Exercise directions: Recast every line of the records below as a JSON list of strings, one string per line, with blank lines omitted. Leave the pictures out of your answer.

Records from a point labeling set:
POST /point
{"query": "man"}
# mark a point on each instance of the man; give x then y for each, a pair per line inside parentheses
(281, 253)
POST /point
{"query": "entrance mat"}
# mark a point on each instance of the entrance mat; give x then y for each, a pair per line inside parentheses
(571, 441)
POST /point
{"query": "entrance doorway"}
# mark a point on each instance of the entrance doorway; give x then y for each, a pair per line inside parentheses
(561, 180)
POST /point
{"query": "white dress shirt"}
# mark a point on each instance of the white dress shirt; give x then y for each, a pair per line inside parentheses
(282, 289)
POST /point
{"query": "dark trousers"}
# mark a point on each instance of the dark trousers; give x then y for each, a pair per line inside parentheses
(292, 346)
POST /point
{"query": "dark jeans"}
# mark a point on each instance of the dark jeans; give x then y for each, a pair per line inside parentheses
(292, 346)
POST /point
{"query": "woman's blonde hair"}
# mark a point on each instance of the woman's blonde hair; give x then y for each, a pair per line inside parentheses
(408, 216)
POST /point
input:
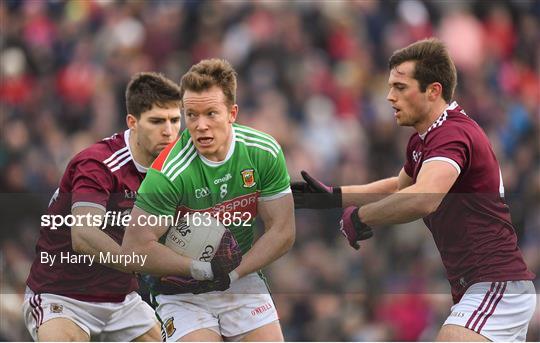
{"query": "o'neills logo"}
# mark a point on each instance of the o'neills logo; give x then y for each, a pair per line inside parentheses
(248, 178)
(169, 326)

Full output:
[
  "POST /point",
  "{\"query\": \"man\"}",
  "# mark a point on each instance of the man; give x then y for each, a pair per line inside parentheses",
  "(281, 253)",
  "POST /point",
  "{\"query\": \"entrance mat\"}",
  "# mark a point on each instance of the entrance mat; give x then y for each, a pair per line inside parentheses",
  "(571, 441)",
  "POST /point",
  "{\"query\": \"entrance doorway\"}",
  "# mark a point on each instance of the entrance doorway; give x then y for each, a pair per line inside parentheses",
  "(561, 180)",
  "POST /point",
  "{\"query\": \"white dress shirt\"}",
  "# mark a point on each instance of the white dress shirt; give x then y for each, a pair per line inside parentheses",
  "(282, 289)",
  "POST /point",
  "{\"query\": \"dark trousers\"}",
  "# mark a point on each instance of the dark trousers; give x then y for each, a pair per line inside parentheses",
  "(292, 346)",
  "POST /point",
  "{\"query\": \"dark jeans\"}",
  "# mark a point on each instance of the dark jeans; give x then y for each, a pair per line inside parentheses",
  "(292, 346)",
  "POST /point",
  "{\"query\": \"woman's blonde hair\"}",
  "# mark a point on each instance of the woman's blonde hair; give x then y for each, a pair per line inside parentheses",
  "(408, 216)",
  "POST /point",
  "input:",
  "{\"query\": \"o'neills logo\"}",
  "# mark a point on each instance of the o'neills logo; give x then y for each, a pair per line inside parentheses",
  "(248, 178)",
  "(169, 326)"
]